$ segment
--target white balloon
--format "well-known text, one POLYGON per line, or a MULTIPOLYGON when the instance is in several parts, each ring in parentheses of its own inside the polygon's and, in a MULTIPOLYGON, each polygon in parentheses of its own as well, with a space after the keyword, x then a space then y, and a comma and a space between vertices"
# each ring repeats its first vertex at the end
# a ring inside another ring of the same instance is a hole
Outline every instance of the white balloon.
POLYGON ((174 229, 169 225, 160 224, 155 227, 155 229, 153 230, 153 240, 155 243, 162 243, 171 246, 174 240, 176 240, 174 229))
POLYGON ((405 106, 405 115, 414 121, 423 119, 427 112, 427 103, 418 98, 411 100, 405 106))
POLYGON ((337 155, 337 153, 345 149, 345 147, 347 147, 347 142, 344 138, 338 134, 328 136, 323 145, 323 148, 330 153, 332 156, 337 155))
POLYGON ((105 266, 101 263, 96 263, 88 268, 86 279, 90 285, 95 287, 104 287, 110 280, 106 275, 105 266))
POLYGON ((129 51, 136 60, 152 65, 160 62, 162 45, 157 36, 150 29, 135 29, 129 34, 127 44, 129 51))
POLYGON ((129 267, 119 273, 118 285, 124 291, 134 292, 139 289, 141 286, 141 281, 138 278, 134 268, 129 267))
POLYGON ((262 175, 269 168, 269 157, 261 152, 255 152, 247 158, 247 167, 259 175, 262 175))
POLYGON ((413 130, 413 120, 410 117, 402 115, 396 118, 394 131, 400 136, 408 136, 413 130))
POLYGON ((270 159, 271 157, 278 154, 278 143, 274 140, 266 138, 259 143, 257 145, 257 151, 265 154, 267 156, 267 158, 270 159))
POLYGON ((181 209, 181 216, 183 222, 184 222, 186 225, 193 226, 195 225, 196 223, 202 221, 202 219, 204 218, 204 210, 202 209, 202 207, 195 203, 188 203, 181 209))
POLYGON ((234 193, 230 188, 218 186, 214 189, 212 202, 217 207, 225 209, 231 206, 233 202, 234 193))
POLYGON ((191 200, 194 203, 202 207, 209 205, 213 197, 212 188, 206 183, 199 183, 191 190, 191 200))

========================================================================

§ Task statement:
Copy the records word for word from the very first line down to the line containing "POLYGON ((105 266, 101", including that line.

§ Result:
$ segment
--target white balloon
--format "well-known text, one POLYGON per line, or a MULTIPOLYGON when the instance is in several parts, each ring in parentheses of its own inside the polygon's and, in a MULTIPOLYGON, each polygon in parentheses of its own as well, with a space after the keyword, x then a space then y, and a comma and a space between vertices"
# each ring repeats its first vertex at the end
# a ring inside another ring of the same instance is a hole
Outline every instance of the white balloon.
POLYGON ((174 229, 169 225, 160 224, 155 227, 155 229, 153 230, 153 240, 155 243, 162 243, 171 246, 174 240, 176 240, 174 229))
POLYGON ((405 106, 405 115, 414 121, 423 119, 427 112, 427 103, 418 98, 411 100, 405 106))
POLYGON ((337 155, 337 153, 345 149, 345 147, 347 147, 347 142, 344 138, 338 134, 328 136, 323 145, 323 148, 330 153, 332 156, 337 155))
POLYGON ((105 266, 101 263, 96 263, 88 268, 86 279, 90 285, 95 287, 104 287, 110 280, 106 275, 105 266))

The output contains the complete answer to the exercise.